=== Section Start ===

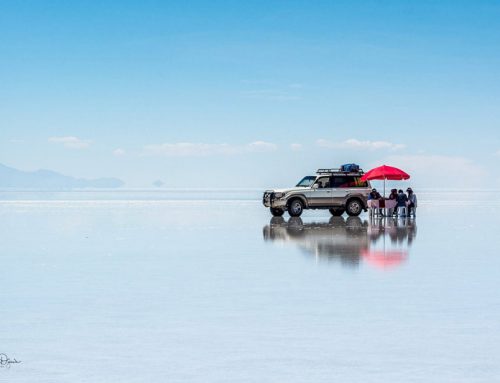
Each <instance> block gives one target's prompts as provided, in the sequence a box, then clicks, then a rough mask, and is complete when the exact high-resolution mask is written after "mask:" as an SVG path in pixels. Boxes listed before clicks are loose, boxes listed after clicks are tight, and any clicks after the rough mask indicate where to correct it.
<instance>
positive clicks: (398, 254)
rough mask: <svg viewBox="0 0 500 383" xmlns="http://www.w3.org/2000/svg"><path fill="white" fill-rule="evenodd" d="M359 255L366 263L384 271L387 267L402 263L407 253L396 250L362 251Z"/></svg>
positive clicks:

=== Section End ===

**Work instruction:** Please repeat every record exactly, leaving the pictures out.

**Task response:**
Each <instance> block gives one target's prompts as provided, in the sequence a box, then clicks, then a rough mask, and is complete when the exact high-resolution mask is written after "mask:" as an SVG path in pixels. Boxes listed before clicks are loose, boxes listed after clicks are tight, and any clicks after the rough mask indicate where to correct it.
<instance>
positive clicks: (398, 254)
rough mask: <svg viewBox="0 0 500 383" xmlns="http://www.w3.org/2000/svg"><path fill="white" fill-rule="evenodd" d="M359 255L366 263L384 271L387 267L402 263L407 253L396 250L362 251Z"/></svg>
positive clicks:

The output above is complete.